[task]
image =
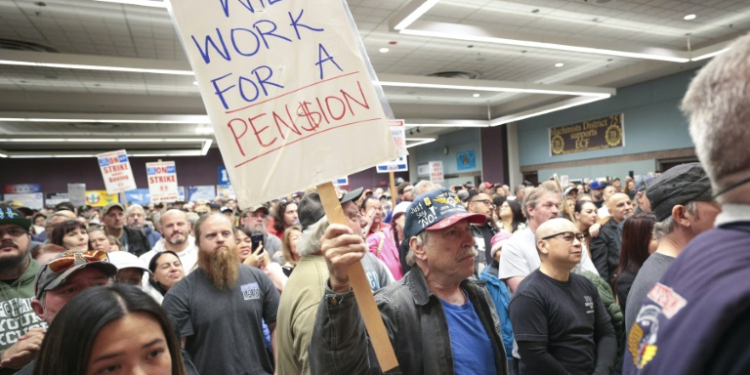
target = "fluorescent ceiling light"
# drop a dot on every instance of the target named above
(108, 140)
(570, 103)
(416, 13)
(419, 141)
(532, 44)
(143, 3)
(487, 88)
(447, 125)
(709, 55)
(97, 67)
(102, 121)
(206, 147)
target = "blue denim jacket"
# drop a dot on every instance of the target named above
(416, 325)
(501, 296)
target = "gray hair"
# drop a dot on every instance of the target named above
(668, 225)
(719, 111)
(310, 242)
(134, 207)
(50, 218)
(533, 197)
(424, 186)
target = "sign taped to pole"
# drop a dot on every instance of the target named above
(116, 171)
(294, 96)
(162, 181)
(292, 104)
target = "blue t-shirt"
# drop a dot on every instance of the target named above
(470, 344)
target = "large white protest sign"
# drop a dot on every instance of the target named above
(118, 177)
(288, 91)
(162, 181)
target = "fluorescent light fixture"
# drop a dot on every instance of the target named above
(43, 140)
(97, 67)
(102, 121)
(565, 104)
(487, 88)
(143, 3)
(446, 125)
(709, 55)
(419, 141)
(532, 44)
(416, 13)
(206, 147)
(108, 140)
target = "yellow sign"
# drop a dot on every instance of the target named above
(598, 134)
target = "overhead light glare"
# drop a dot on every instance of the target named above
(709, 55)
(97, 67)
(206, 147)
(419, 141)
(524, 116)
(143, 3)
(559, 47)
(419, 12)
(487, 88)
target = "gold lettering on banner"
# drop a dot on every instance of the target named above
(591, 135)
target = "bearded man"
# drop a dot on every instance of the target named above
(219, 309)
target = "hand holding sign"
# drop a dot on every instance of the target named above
(292, 104)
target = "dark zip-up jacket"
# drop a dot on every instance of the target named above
(416, 325)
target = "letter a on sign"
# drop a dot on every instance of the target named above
(298, 112)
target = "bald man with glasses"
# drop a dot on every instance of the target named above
(482, 204)
(559, 321)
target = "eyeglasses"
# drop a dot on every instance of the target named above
(13, 232)
(567, 236)
(70, 258)
(485, 201)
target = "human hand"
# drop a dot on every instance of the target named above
(341, 248)
(25, 350)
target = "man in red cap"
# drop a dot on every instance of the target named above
(438, 320)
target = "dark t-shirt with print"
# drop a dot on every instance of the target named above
(223, 328)
(565, 315)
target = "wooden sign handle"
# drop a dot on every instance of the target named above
(393, 190)
(365, 300)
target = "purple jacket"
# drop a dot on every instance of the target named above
(685, 315)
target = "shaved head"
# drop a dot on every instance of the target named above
(554, 226)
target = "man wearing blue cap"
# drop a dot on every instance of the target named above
(438, 321)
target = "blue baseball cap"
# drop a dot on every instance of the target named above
(436, 210)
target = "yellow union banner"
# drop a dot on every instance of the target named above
(599, 134)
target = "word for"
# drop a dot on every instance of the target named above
(304, 116)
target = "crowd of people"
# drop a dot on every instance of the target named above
(648, 276)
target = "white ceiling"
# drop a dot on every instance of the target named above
(81, 31)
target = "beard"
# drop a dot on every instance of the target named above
(221, 266)
(12, 262)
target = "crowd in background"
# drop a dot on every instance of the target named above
(642, 275)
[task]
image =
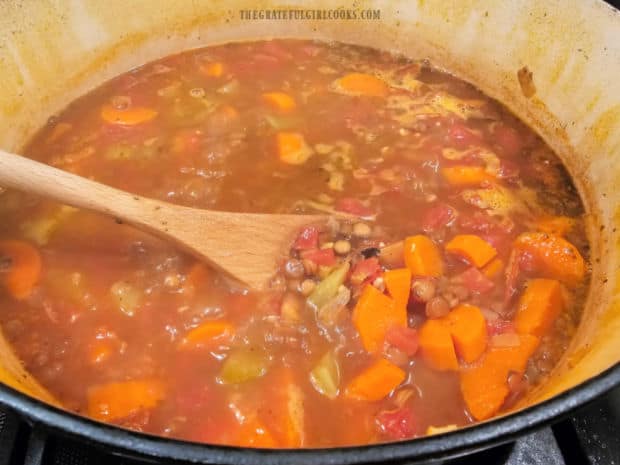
########
• _CHALLENGE_
Gather every line of the listing that contains the string "white", treating uppercase and lowercase as different.

• _SOLUTION TO THE PROBLEM_
target = "large white protest sign"
target = "white ceiling"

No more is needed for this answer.